• Contour labeling records
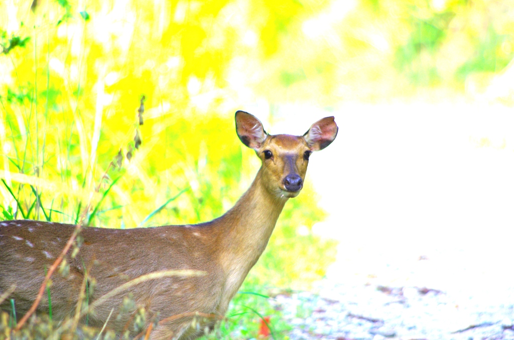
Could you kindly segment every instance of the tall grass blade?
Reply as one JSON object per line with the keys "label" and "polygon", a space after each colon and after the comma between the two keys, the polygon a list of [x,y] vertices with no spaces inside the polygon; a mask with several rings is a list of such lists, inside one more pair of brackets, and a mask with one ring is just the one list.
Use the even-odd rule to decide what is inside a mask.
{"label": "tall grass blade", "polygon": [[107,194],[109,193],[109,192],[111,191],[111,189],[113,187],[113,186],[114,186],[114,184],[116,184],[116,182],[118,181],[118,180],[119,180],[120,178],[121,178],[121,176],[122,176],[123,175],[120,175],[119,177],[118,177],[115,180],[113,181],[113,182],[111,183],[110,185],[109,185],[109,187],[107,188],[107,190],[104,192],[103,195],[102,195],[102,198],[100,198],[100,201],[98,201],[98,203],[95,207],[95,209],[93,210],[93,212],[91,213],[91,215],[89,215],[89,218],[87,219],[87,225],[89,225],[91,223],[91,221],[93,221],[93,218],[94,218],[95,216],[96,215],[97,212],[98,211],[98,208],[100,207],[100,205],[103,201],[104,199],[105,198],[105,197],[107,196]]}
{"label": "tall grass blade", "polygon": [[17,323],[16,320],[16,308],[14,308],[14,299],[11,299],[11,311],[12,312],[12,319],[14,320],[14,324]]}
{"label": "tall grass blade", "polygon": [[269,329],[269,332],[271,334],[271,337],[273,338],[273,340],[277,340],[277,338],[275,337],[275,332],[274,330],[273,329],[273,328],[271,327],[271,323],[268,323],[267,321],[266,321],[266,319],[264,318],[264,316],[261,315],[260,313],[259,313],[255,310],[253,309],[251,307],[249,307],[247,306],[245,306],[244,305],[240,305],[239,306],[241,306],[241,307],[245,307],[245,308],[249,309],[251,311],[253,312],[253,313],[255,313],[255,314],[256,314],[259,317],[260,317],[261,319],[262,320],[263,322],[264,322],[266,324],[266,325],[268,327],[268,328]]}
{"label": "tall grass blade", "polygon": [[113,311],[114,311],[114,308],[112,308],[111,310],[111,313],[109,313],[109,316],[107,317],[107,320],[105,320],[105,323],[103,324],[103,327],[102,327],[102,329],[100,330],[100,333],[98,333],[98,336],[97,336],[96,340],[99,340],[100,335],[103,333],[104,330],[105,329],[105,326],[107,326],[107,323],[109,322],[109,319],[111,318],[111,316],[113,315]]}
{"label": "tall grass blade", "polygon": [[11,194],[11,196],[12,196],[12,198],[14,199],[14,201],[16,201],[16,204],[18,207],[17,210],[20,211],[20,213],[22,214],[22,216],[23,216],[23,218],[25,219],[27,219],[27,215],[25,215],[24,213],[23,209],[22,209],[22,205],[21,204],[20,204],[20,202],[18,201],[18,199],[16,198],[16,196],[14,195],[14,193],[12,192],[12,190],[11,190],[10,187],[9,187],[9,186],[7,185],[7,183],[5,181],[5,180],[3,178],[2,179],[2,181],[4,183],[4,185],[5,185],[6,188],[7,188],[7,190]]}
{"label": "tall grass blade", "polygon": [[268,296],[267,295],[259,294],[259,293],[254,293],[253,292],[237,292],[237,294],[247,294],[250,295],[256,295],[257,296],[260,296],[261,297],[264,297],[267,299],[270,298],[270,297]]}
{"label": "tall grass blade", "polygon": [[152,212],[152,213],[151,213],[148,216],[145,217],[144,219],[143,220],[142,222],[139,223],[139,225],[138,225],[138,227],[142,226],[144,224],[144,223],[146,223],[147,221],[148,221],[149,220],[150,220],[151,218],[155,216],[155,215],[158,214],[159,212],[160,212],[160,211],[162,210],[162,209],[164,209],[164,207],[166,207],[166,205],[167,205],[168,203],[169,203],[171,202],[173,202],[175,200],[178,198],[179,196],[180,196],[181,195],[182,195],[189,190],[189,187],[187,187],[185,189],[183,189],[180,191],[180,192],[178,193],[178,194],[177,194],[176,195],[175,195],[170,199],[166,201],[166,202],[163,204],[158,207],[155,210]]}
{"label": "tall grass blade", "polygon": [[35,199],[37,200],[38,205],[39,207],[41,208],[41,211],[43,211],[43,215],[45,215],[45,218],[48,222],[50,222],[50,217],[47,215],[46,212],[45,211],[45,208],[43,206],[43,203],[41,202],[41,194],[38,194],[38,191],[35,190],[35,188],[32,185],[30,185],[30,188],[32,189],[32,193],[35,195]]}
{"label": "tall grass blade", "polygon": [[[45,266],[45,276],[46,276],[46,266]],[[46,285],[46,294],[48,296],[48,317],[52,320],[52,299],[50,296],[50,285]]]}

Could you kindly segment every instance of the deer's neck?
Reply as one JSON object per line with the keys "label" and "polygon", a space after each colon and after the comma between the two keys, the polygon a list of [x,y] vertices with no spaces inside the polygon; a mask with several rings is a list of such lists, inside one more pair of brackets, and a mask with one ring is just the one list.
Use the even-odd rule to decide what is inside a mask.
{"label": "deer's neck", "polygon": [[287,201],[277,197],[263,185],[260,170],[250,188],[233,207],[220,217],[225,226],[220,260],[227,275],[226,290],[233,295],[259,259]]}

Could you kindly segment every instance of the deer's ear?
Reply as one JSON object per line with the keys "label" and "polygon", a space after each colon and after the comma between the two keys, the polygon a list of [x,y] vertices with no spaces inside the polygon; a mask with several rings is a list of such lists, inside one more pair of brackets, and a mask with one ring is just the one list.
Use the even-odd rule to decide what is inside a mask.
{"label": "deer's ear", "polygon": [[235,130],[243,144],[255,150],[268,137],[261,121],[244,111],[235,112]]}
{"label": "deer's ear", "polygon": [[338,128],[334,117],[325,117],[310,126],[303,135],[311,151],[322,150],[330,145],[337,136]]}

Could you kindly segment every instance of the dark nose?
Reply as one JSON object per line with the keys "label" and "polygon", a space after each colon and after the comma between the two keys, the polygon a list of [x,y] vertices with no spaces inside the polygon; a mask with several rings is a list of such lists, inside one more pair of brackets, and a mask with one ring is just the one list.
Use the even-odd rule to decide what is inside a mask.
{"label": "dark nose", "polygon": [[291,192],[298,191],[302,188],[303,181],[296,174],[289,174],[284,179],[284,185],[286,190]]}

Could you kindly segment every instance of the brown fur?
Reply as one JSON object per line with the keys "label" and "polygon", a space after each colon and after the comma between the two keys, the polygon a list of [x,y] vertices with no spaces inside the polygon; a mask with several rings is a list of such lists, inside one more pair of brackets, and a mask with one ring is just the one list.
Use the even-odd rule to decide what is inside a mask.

• What you need to do
Rewrite these lines as a Markdown table with the columns "Row" and "Line," numbering each row and skipping blank lines. Include all of the records, but leave the pictures out.

• Complete answer
| Row | Line |
|---|---|
| 1 | Could you kindly segment every instance of the tall grass blade? |
| 2 | Reply as one JSON object per line with the keys "label" and "polygon", a space after each colon and after the comma between the two keys, the polygon a list of [x,y] vertices with no spaces inside the polygon; a mask with several rings is a list of such lists, inside one more pair of brackets, and a mask with one ring is just the one list. |
| 3 | Use the even-odd rule to decide what is inside a mask. |
| 4 | {"label": "tall grass blade", "polygon": [[107,194],[109,193],[109,192],[111,191],[111,189],[113,187],[113,186],[114,186],[114,184],[116,184],[116,182],[118,181],[118,180],[119,180],[120,178],[121,178],[121,176],[122,176],[123,175],[120,175],[119,177],[118,177],[115,180],[113,181],[113,182],[111,183],[110,185],[109,185],[109,187],[107,188],[107,190],[104,192],[103,195],[102,195],[102,198],[100,198],[100,201],[98,201],[98,203],[95,207],[95,209],[93,210],[93,212],[91,213],[91,215],[89,215],[89,218],[87,219],[87,225],[89,225],[91,223],[91,221],[93,221],[93,218],[94,218],[95,216],[96,215],[97,212],[98,211],[98,208],[100,207],[100,205],[103,201],[104,199],[105,198],[105,197],[107,196]]} |
| 5 | {"label": "tall grass blade", "polygon": [[17,323],[16,320],[16,308],[14,308],[14,299],[11,299],[11,311],[12,312],[12,319],[14,320],[14,324]]} |
| 6 | {"label": "tall grass blade", "polygon": [[269,329],[269,332],[271,334],[271,337],[273,338],[273,340],[277,340],[277,338],[275,337],[275,332],[274,330],[273,329],[273,328],[271,327],[271,323],[268,323],[267,321],[266,321],[266,319],[264,318],[264,316],[261,315],[260,313],[259,313],[255,310],[253,309],[251,307],[249,307],[247,306],[245,306],[244,305],[240,305],[239,306],[241,306],[241,307],[245,307],[245,308],[249,309],[251,311],[253,312],[253,313],[255,313],[255,314],[256,314],[259,317],[260,317],[261,319],[262,320],[263,322],[264,322],[266,324],[266,325],[268,327],[268,328]]} |
| 7 | {"label": "tall grass blade", "polygon": [[113,311],[114,311],[114,308],[112,308],[111,310],[111,313],[109,313],[109,316],[107,317],[107,320],[105,320],[105,323],[103,324],[103,327],[102,327],[102,329],[100,330],[100,333],[98,333],[98,336],[97,336],[96,340],[99,340],[100,335],[103,333],[104,330],[105,329],[105,326],[107,326],[107,323],[109,322],[109,319],[111,318],[111,316],[113,315]]} |
| 8 | {"label": "tall grass blade", "polygon": [[11,194],[11,196],[12,196],[12,198],[14,199],[14,201],[16,201],[16,204],[18,207],[17,210],[20,211],[20,213],[22,214],[22,216],[23,216],[23,218],[25,219],[27,219],[27,215],[25,215],[24,213],[23,209],[22,209],[22,205],[21,204],[20,204],[20,202],[18,201],[18,199],[16,198],[16,196],[14,195],[14,193],[12,192],[12,190],[11,190],[10,187],[9,187],[9,186],[7,185],[7,183],[5,181],[5,180],[3,178],[2,179],[2,181],[4,183],[4,185],[5,185],[6,188],[7,188],[7,190]]} |
| 9 | {"label": "tall grass blade", "polygon": [[268,296],[267,295],[259,294],[259,293],[254,293],[253,292],[237,292],[237,294],[247,294],[250,295],[256,295],[257,296],[260,296],[261,297],[264,297],[267,299],[270,298],[270,297]]} |
| 10 | {"label": "tall grass blade", "polygon": [[152,212],[152,213],[151,213],[148,216],[145,217],[144,219],[143,220],[142,222],[139,223],[139,225],[138,225],[138,227],[142,226],[144,224],[144,223],[146,223],[147,221],[148,221],[149,220],[150,220],[151,218],[155,216],[155,215],[158,214],[159,212],[160,212],[160,211],[162,210],[162,209],[164,209],[164,207],[166,207],[166,205],[167,205],[168,203],[169,203],[171,202],[173,202],[175,200],[178,198],[179,196],[180,196],[181,195],[182,195],[189,190],[189,187],[187,187],[185,189],[183,189],[180,191],[180,192],[178,193],[178,194],[177,194],[176,195],[175,195],[170,199],[166,201],[166,202],[163,204],[158,207],[155,210]]} |
| 11 | {"label": "tall grass blade", "polygon": [[35,199],[37,200],[38,205],[39,207],[41,208],[41,211],[43,211],[43,215],[45,215],[45,218],[48,222],[50,222],[50,217],[47,215],[46,212],[45,211],[45,208],[43,206],[43,203],[41,202],[41,194],[38,194],[38,191],[35,190],[35,188],[32,185],[30,185],[30,188],[32,189],[32,193],[35,195]]} |
| 12 | {"label": "tall grass blade", "polygon": [[[45,266],[45,276],[46,276],[46,266]],[[46,285],[46,294],[48,296],[48,317],[52,320],[52,299],[50,296],[50,285]]]} |
| 13 | Could you kindly segment every instance of the deer's neck? |
| 14 | Reply as one JSON object per line with the keys "label" and "polygon", a space after each colon and after the comma between the two keys, the polygon a list of [x,y] vertices with no spaces inside the polygon; a mask with several rings is a list of such lists, inside one more pair of brackets, and a mask with one ring is just the one list. |
| 15 | Use the even-odd rule to decide what is inside a mask. |
| 16 | {"label": "deer's neck", "polygon": [[287,201],[277,197],[263,185],[260,170],[250,188],[233,207],[220,217],[225,226],[220,260],[227,275],[226,290],[233,295],[259,259]]} |
| 17 | Could you kindly segment every instance of the deer's ear? |
| 18 | Reply as one JSON object per line with the keys "label" and "polygon", a space after each colon and after the comma between the two keys, the polygon a list of [x,y] vertices with no spaces inside the polygon; a mask with several rings is a list of such lists, inside one more pair of brackets, and a mask with one ring is just the one list. |
| 19 | Use the even-odd rule to decide what is inside a mask. |
| 20 | {"label": "deer's ear", "polygon": [[235,130],[243,144],[255,150],[268,137],[261,121],[244,111],[235,112]]} |
| 21 | {"label": "deer's ear", "polygon": [[338,128],[334,117],[325,117],[310,126],[303,135],[311,151],[322,150],[330,145],[337,136]]} |
| 22 | Could you kindly segment every instance of the dark nose? |
| 23 | Reply as one JSON object per line with the keys "label" and "polygon", a space after each colon and after the comma between the two keys, the polygon a list of [x,y] vertices with no spaces inside the polygon; a mask with several rings is a list of such lists, inside one more pair of brackets, and a mask with one ring is just the one list. |
| 24 | Use the even-odd rule to decide what is inside a mask. |
| 25 | {"label": "dark nose", "polygon": [[291,192],[298,191],[302,188],[303,181],[296,174],[289,174],[284,179],[284,185],[286,190]]} |
| 26 | Could you kindly segment every instance of the brown fur? |
| 27 | Reply as one JSON object per line with the keys "label" and "polygon", a space after each colon and after the comma between the two keys, the polygon a list of [x,y] vertices with no spaces inside the polygon; a mask with several rings is a list of such lists, inside one more pair of brackets, and a mask with one ring is just the one list. |
| 28 | Use the even-odd rule to decide what is inside a mask. |